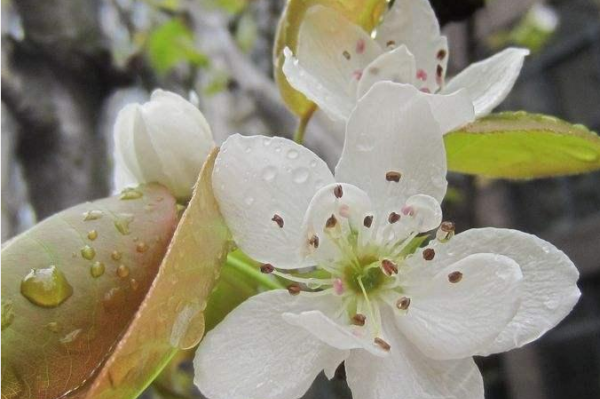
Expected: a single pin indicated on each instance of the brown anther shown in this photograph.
(382, 344)
(267, 268)
(393, 176)
(403, 303)
(278, 219)
(359, 319)
(447, 227)
(294, 289)
(428, 254)
(389, 267)
(331, 222)
(455, 277)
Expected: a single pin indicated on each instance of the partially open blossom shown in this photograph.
(165, 140)
(405, 320)
(336, 62)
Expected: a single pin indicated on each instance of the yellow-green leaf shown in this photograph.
(365, 13)
(72, 284)
(518, 145)
(172, 315)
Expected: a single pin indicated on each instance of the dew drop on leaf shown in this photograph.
(8, 313)
(141, 247)
(122, 223)
(116, 255)
(122, 271)
(92, 235)
(188, 327)
(88, 252)
(97, 269)
(47, 287)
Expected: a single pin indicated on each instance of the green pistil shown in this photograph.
(370, 279)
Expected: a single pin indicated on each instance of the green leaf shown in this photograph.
(173, 43)
(72, 284)
(518, 145)
(172, 315)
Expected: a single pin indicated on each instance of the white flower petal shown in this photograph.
(263, 183)
(397, 66)
(393, 148)
(414, 24)
(408, 374)
(349, 212)
(450, 319)
(331, 55)
(488, 82)
(181, 136)
(549, 280)
(339, 336)
(254, 353)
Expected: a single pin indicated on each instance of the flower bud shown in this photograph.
(165, 140)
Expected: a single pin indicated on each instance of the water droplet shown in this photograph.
(122, 223)
(300, 175)
(71, 337)
(188, 327)
(269, 173)
(53, 326)
(92, 215)
(46, 287)
(116, 255)
(8, 313)
(97, 269)
(113, 299)
(122, 271)
(88, 252)
(141, 247)
(551, 304)
(130, 194)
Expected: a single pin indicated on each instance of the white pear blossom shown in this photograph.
(405, 320)
(336, 62)
(165, 140)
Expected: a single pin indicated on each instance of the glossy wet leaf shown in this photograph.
(60, 316)
(171, 317)
(518, 145)
(365, 13)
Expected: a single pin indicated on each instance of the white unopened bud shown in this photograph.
(165, 140)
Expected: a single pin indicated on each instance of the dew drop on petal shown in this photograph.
(47, 287)
(292, 154)
(300, 175)
(269, 173)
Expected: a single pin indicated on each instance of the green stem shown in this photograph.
(302, 123)
(253, 273)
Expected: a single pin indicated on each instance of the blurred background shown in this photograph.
(69, 66)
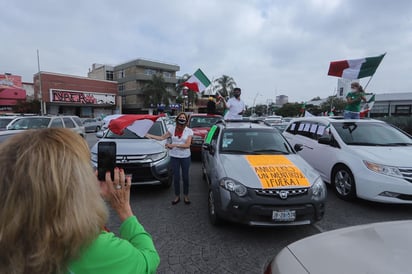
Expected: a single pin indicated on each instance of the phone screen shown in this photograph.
(106, 159)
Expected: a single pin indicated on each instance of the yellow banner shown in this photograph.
(277, 171)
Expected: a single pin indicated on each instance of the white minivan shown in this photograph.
(364, 158)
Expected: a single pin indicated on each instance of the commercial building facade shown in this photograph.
(74, 95)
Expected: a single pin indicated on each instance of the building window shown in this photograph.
(121, 74)
(109, 75)
(150, 71)
(120, 88)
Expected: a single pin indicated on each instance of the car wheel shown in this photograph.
(213, 217)
(344, 183)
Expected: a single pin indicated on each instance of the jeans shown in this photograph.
(351, 115)
(177, 165)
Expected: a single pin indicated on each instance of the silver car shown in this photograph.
(378, 248)
(255, 177)
(35, 122)
(147, 160)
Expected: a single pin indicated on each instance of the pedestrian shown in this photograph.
(53, 210)
(235, 106)
(181, 138)
(353, 99)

▶ Exercise goal: Leaving the images out, print the records above exactly.

▶ Response to this task:
Expected: a single pin indicated on each instance of the brown anther shown in this photograph.
(382, 344)
(267, 268)
(393, 176)
(403, 303)
(278, 219)
(359, 319)
(447, 227)
(294, 289)
(428, 254)
(389, 267)
(331, 222)
(455, 277)
Expected: a single pin indicated on each instance of the partially open blossom shown in this photograph.
(165, 140)
(405, 320)
(336, 62)
Expected: a single pin indicated on each instance of the yellow-green leaf shown in this photograph.
(365, 13)
(72, 284)
(518, 145)
(172, 315)
Expected: a single pin indicated on each instance of the dew drop on leaf shown in this photograph.
(8, 313)
(141, 247)
(122, 223)
(116, 255)
(122, 271)
(92, 235)
(188, 327)
(88, 252)
(97, 269)
(47, 287)
Expected: a single pin indicated on each instance of the green pistil shown in this photograph.
(370, 279)
Expected: a single pin indicated on each instance of the green leaf shown in this photograph.
(173, 43)
(72, 284)
(518, 145)
(172, 315)
Expected: a single pin indicated on each instance of the white flower petal shown in this photograph.
(263, 183)
(397, 66)
(393, 148)
(414, 24)
(408, 374)
(349, 212)
(450, 319)
(331, 55)
(488, 82)
(181, 136)
(549, 280)
(339, 336)
(254, 353)
Expected: a single pin indicated on each instance of the flower bud shown in this photograph.
(165, 140)
Expected: a single pin indicated on each instance of the water droplet shown in this photograph.
(122, 223)
(300, 175)
(71, 337)
(188, 327)
(269, 173)
(53, 326)
(92, 215)
(46, 287)
(116, 255)
(8, 313)
(97, 269)
(113, 299)
(122, 271)
(88, 252)
(141, 247)
(551, 304)
(130, 194)
Expected: a single pin indicated on each instance of the white pear blossom shown in this photograph.
(405, 320)
(336, 62)
(165, 140)
Expected: a single pin indicated on each instance of the glossy wet leaf shown in this photograph.
(60, 316)
(171, 317)
(518, 145)
(365, 13)
Expected: a single pin indicated on each instance of the white unopened bud shown in this photograph.
(165, 140)
Expected: a single pin indicated on each instance of the dew drop on petal shown in this photograph.
(47, 287)
(292, 154)
(300, 175)
(269, 173)
Expected: a single pin indicated on each instance of the green stem shown in this photograph.
(302, 123)
(253, 273)
Expected: a single pin indicated on each instance of the blurred background shown in this photograph.
(69, 66)
Expected: a single pin indicated on each instance of the phone screen shown in this photograph.
(106, 159)
Expected: a single pin indicated on each instance of the yellow banner shown in this photograph.
(277, 171)
Expected: a single pin indicated on each instance of the white minivan shown in this photograph.
(364, 158)
Expected: a single pin indicated on each instance of the commercial building facade shown in this photograph.
(74, 95)
Expected: a single pin indicated on each instance of the building window shown in this photograph.
(121, 74)
(109, 75)
(150, 71)
(120, 88)
Expected: a single pin indicated on each instance of the car wheel shown in this photograph.
(213, 217)
(344, 183)
Expected: a single pin indicated on each instance of the jeans shown in this photograph.
(351, 115)
(177, 165)
Expected: a single pin indicated on each instance of the silver car shown in this photograph.
(378, 248)
(255, 177)
(35, 122)
(147, 160)
Expected: a single pin indicated on each instance of the pedestrian shown in this photograph.
(53, 210)
(235, 106)
(181, 138)
(353, 99)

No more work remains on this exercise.